Task goal: Give back exactly the lines from the start of the listing to the line containing "300L85 288L35 316L474", inclusive, and nothing beyond them.

-- Opening Marker --

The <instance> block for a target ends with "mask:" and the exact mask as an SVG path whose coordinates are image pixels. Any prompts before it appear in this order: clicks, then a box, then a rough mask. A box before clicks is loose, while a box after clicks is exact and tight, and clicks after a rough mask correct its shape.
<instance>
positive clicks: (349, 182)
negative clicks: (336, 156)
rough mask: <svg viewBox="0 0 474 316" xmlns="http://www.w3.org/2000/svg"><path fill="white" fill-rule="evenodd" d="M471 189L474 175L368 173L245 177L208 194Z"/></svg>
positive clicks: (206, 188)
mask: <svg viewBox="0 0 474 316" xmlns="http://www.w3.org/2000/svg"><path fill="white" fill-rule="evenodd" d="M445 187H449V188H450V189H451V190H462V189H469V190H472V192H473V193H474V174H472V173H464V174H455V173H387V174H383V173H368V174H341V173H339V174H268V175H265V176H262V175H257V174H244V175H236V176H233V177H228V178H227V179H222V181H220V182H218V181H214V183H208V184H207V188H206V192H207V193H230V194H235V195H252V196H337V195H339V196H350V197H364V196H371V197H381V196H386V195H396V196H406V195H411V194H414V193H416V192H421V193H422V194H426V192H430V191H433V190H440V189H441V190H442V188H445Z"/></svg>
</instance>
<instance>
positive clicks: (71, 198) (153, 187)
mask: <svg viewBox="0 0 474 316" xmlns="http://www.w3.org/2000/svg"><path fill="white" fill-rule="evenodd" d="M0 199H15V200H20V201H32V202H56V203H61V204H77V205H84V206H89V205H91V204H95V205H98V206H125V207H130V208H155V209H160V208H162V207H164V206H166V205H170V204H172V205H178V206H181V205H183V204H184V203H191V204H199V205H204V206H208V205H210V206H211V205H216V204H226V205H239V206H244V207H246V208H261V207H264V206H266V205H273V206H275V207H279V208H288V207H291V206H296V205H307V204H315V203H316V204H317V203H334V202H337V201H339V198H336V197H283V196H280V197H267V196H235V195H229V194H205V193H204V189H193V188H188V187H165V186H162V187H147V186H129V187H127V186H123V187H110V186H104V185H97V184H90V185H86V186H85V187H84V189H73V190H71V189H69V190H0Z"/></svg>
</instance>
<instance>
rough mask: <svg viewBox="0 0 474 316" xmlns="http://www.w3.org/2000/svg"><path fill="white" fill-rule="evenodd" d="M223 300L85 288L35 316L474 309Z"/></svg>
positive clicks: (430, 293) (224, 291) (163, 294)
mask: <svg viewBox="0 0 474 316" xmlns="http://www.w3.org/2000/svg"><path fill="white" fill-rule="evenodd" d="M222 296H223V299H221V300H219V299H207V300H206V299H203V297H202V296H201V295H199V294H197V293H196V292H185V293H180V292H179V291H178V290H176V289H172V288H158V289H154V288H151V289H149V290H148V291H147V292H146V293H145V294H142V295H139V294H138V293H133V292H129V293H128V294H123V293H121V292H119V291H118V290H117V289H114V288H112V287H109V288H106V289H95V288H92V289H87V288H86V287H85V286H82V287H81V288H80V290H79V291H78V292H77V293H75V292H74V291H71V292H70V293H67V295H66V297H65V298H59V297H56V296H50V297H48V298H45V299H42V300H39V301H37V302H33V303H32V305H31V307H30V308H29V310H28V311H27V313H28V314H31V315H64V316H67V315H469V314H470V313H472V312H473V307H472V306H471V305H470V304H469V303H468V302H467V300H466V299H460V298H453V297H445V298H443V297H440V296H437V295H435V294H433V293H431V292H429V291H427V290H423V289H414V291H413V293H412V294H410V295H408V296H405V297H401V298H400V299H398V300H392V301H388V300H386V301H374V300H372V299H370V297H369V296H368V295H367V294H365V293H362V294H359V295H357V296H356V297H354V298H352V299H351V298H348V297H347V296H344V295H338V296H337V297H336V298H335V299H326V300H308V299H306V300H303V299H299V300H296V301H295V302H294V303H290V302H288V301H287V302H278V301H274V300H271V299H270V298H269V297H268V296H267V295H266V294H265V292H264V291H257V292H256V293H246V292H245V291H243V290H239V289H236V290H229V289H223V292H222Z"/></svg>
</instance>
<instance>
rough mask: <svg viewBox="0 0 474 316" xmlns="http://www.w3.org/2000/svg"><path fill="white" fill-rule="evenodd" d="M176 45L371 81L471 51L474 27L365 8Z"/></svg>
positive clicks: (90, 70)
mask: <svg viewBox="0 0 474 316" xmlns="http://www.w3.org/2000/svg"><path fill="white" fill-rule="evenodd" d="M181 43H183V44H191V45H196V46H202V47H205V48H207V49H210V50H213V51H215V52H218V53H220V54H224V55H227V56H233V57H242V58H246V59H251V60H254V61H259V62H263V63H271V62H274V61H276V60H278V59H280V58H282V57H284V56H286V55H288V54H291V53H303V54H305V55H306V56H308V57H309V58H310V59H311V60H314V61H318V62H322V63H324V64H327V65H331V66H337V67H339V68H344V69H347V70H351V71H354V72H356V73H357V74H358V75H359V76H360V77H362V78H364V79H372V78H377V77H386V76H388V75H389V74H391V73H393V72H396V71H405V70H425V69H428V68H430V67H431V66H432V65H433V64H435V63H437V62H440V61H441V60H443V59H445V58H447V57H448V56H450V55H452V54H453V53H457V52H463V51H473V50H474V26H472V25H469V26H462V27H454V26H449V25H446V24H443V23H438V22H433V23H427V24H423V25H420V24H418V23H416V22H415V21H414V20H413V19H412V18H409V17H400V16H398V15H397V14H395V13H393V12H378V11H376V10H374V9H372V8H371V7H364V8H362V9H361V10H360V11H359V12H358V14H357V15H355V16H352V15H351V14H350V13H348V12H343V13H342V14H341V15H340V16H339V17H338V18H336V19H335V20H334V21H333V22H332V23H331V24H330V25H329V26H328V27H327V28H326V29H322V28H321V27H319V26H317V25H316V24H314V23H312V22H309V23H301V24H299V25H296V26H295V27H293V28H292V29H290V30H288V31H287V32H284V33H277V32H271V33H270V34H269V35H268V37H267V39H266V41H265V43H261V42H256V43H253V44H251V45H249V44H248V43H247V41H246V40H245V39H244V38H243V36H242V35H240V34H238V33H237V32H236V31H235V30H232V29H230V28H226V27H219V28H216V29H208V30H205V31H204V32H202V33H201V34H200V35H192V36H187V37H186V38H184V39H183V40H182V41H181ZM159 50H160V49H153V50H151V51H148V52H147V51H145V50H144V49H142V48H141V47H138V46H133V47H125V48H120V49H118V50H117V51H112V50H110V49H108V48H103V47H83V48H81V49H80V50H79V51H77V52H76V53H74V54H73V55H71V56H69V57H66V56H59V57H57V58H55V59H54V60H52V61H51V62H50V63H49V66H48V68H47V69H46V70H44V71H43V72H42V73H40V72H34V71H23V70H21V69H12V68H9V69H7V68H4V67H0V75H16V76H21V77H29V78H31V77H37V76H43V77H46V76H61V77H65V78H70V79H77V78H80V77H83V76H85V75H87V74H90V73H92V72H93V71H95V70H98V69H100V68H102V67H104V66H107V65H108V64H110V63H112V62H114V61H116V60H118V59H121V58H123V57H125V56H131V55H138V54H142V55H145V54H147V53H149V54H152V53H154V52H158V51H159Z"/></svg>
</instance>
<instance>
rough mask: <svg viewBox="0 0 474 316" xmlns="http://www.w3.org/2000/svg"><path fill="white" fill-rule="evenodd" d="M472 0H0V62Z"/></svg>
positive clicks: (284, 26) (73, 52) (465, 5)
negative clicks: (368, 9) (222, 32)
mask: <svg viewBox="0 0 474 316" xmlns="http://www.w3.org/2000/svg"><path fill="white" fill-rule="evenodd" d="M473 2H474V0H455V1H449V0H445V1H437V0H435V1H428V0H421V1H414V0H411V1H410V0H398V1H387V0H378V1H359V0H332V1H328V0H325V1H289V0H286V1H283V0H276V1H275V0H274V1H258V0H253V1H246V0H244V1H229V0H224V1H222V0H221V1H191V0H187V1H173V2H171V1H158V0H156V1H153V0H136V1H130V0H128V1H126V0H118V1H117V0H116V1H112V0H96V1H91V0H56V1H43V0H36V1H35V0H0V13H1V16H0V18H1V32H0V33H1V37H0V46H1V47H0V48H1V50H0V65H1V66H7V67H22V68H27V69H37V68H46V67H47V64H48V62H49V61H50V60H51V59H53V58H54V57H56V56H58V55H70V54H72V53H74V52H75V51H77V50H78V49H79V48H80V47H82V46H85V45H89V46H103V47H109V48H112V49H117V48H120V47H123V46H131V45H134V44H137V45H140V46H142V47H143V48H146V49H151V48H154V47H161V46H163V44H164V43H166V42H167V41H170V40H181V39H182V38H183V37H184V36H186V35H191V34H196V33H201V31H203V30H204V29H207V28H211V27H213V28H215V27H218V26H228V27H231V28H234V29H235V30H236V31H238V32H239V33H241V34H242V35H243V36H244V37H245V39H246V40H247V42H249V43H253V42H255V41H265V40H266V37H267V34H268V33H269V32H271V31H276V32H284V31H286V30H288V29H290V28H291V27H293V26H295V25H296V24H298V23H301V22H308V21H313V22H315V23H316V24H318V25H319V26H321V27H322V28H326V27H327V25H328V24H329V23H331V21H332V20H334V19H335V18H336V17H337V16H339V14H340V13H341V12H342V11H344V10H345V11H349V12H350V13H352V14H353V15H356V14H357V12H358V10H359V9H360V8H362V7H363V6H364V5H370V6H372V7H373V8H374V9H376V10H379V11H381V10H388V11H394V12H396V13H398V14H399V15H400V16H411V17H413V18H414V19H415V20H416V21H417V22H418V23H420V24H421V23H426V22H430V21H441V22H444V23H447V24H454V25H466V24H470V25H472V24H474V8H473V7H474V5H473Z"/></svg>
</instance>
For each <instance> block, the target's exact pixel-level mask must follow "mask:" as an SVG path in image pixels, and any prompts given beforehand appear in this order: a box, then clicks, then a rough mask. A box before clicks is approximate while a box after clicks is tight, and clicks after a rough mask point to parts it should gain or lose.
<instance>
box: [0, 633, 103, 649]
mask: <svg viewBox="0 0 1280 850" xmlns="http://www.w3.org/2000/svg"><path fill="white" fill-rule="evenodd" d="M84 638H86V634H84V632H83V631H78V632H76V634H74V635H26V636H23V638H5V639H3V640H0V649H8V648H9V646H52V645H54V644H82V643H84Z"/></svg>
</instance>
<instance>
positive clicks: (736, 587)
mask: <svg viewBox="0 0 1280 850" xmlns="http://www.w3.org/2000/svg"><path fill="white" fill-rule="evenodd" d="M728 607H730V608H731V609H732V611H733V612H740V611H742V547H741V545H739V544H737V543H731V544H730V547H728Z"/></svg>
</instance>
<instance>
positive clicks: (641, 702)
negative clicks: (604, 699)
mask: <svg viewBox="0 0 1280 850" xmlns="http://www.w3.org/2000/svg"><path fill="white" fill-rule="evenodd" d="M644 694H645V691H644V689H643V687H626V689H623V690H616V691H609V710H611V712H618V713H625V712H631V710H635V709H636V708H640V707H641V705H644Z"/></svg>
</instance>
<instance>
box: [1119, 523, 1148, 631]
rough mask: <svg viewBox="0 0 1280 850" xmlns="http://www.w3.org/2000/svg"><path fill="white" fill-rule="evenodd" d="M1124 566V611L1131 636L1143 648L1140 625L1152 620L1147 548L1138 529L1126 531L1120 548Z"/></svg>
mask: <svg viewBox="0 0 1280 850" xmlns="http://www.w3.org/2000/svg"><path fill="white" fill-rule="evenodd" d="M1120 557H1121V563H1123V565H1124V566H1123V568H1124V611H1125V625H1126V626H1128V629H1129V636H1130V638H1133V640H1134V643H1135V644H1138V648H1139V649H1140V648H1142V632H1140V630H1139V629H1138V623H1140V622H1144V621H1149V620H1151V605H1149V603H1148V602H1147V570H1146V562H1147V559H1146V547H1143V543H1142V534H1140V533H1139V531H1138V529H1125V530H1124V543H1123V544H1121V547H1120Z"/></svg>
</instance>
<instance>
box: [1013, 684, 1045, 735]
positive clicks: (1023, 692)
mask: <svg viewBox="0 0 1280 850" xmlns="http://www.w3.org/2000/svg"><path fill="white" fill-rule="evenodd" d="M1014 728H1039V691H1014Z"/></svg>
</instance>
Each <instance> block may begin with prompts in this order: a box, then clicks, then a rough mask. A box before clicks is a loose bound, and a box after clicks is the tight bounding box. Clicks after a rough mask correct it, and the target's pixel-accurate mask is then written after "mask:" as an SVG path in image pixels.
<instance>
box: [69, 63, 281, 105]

-- Closing Marker --

Reply to the task:
The <instance> block for a target ends with "mask:" and the exact mask as an SVG path whose coordinates are image pixels. Any prompts before it appear in this order: clicks, then a box, then a rough mask. A box before clicks is loose, while a box after clicks is exact and tight, and clicks after a rough mask correct its shape.
<instance>
positive clicks: (349, 182)
negative clicks: (336, 156)
rough mask: <svg viewBox="0 0 474 316" xmlns="http://www.w3.org/2000/svg"><path fill="white" fill-rule="evenodd" d="M471 189L474 175L368 173L245 177L208 194Z"/></svg>
positive clicks: (206, 188)
mask: <svg viewBox="0 0 474 316" xmlns="http://www.w3.org/2000/svg"><path fill="white" fill-rule="evenodd" d="M445 187H449V188H450V189H451V190H462V189H469V190H472V192H473V193H474V174H472V173H464V174H455V173H387V174H383V173H368V174H341V173H339V174H268V175H265V176H262V175H257V174H244V175H236V176H233V177H228V178H227V179H222V181H220V182H218V181H214V183H208V184H207V188H206V192H207V193H230V194H235V195H252V196H337V195H339V196H350V197H364V196H371V197H381V196H386V195H396V196H406V195H411V194H414V193H416V192H421V193H422V194H426V192H430V191H433V190H440V189H441V190H442V188H445Z"/></svg>
</instance>
<instance>
positive clicks: (71, 198) (153, 187)
mask: <svg viewBox="0 0 474 316" xmlns="http://www.w3.org/2000/svg"><path fill="white" fill-rule="evenodd" d="M0 199H15V200H20V201H32V202H56V203H61V204H77V205H84V206H89V205H91V204H95V205H98V206H125V207H130V208H155V209H160V208H162V207H164V206H166V205H170V204H172V205H178V206H181V205H183V204H184V203H191V204H199V205H204V206H208V205H210V206H211V205H216V204H226V205H239V206H244V207H246V208H261V207H264V206H266V205H273V206H275V207H279V208H288V207H291V206H296V205H307V204H315V203H316V204H317V203H334V202H337V201H339V198H336V197H283V196H280V197H267V196H235V195H229V194H205V193H204V189H193V188H188V187H165V186H162V187H147V186H129V187H127V186H123V187H110V186H104V185H97V184H90V185H86V186H85V187H84V189H73V190H71V189H69V190H0Z"/></svg>
</instance>
<instance>
rough mask: <svg viewBox="0 0 474 316" xmlns="http://www.w3.org/2000/svg"><path fill="white" fill-rule="evenodd" d="M223 300L85 288L35 316L474 309Z"/></svg>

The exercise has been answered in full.